Boundary annotation records:
>> START

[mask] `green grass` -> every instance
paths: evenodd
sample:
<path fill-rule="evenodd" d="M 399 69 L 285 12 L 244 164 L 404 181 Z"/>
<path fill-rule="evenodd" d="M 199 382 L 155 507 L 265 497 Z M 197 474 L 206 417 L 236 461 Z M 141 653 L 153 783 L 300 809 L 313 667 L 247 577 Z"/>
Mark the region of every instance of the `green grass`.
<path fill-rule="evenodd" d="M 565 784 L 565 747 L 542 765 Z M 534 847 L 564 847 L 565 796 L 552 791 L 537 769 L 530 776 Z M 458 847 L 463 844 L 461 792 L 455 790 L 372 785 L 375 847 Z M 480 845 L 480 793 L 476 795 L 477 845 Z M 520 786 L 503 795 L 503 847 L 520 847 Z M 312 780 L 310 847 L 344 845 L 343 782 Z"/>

>> END

*WORK INSTRUCTIONS:* Filter the listing above down to the lines that contain the word "grass", and copy each of those lines.

*FULL SOLUTION:*
[mask] `green grass` -> every instance
Mark the region of every instance of the `green grass`.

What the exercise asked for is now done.